#### Material provided
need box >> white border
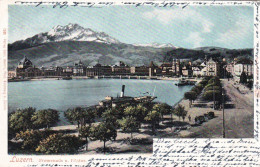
[0,0,260,167]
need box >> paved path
[179,80,254,138]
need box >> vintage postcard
[0,0,260,167]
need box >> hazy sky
[9,5,254,48]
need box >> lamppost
[222,88,226,138]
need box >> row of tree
[9,100,187,154]
[202,77,223,108]
[239,71,254,90]
[8,107,59,134]
[184,77,210,107]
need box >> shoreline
[8,76,201,82]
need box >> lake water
[8,79,192,112]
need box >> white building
[234,59,254,77]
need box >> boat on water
[62,76,72,80]
[175,78,196,86]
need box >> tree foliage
[91,122,117,152]
[31,109,59,128]
[15,129,43,151]
[9,107,35,131]
[64,107,96,128]
[184,91,197,107]
[36,133,82,154]
[144,110,161,134]
[79,126,91,150]
[119,116,141,138]
[174,104,188,120]
[239,71,247,84]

#### Your instructions
Convert all of the data above into a JSON list of strings, one string per line, with blank lines and the picture left out.

#### The output
[
  "need box >> white border",
  "[0,0,260,167]",
  "need box >> paved path",
  "[179,80,254,138]",
  "need box >> vintage postcard",
  "[0,0,260,167]",
  "need box >> hazy sky",
  "[9,5,254,48]",
  "need box >> lamppost",
  "[222,88,226,138]",
  "need box >> row of tree",
  "[9,100,187,154]",
  "[202,77,223,108]",
  "[239,71,254,90]",
  "[8,107,59,134]",
  "[184,77,210,107]",
  "need box >> shoreline",
  "[8,76,201,82]",
  "need box >> lake water",
  "[8,79,192,112]",
  "need box >> white building",
  "[234,59,254,77]",
  "need box >> boat on water",
  "[62,76,72,80]",
  "[175,78,196,86]",
  "need box >> tree foliage",
  "[91,122,117,152]",
  "[31,109,59,128]",
  "[15,129,43,151]",
  "[9,107,35,131]",
  "[64,107,96,128]",
  "[184,91,197,107]",
  "[36,133,82,154]",
  "[144,110,161,134]",
  "[79,126,91,150]",
  "[119,116,141,138]",
  "[174,104,188,120]",
  "[239,71,247,84]"
]